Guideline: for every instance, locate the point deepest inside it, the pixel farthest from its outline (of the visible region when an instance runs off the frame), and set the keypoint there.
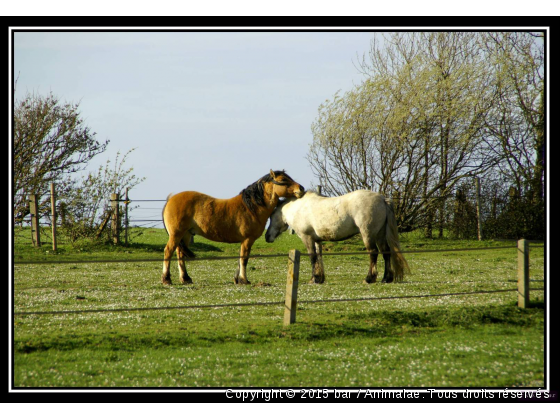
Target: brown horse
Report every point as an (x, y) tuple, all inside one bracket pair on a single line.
[(240, 219)]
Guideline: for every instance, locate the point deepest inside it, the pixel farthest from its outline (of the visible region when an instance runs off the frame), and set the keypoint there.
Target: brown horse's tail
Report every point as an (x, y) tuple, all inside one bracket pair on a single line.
[(398, 262), (182, 244)]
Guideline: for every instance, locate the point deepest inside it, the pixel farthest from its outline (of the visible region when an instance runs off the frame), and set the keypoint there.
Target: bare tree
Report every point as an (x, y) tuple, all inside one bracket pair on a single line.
[(50, 140)]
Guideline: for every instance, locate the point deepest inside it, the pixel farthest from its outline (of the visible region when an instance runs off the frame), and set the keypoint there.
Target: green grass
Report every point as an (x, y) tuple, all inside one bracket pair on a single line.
[(475, 340)]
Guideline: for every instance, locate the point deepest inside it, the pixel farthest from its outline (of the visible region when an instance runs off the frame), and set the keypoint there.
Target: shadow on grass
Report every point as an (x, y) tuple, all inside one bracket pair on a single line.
[(200, 247), (374, 324)]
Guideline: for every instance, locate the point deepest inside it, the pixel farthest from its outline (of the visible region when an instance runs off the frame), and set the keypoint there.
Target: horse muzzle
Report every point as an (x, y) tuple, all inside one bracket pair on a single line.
[(300, 193)]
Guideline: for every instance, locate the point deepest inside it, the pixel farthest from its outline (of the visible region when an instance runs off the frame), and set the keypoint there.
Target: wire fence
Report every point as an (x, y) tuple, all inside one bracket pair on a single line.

········

◆ **Stated goal**
Reproduce the material word for word, from its first line through the line holding "[(398, 262), (182, 244)]", inclusive. Omit the pictures.

◆ **Exercise answer**
Guideline: for every instance, locate the point deepest inside it, the pixel farthest from its outline (of the visible region when an instance runs off the frame), and set the keypoint there.
Target: brown horse
Report every point as an (x, y) tuple, all inside one bracket pair on a single line.
[(240, 219)]
Guideline: for every instance, locate the point deepest inside it, the pixel farthest from its outline (of the visible region when an instance runs off the frame), and set the keypoint there.
Target: brown horse's tail
Report every point as an (x, y) tuple, all inside one bracket pair on a single line.
[(398, 262), (182, 244)]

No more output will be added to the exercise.